Repeat the following lines word for word, keeping every character the same.
===== The data =====
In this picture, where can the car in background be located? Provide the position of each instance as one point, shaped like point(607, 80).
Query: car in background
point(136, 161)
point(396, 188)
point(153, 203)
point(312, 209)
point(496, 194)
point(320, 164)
=====
Solution to the exercise
In this picture, where can the car in background be located? Provide the position of each instance as one point, shaped like point(607, 80).
Query: car in background
point(136, 161)
point(396, 188)
point(153, 203)
point(312, 209)
point(496, 194)
point(320, 164)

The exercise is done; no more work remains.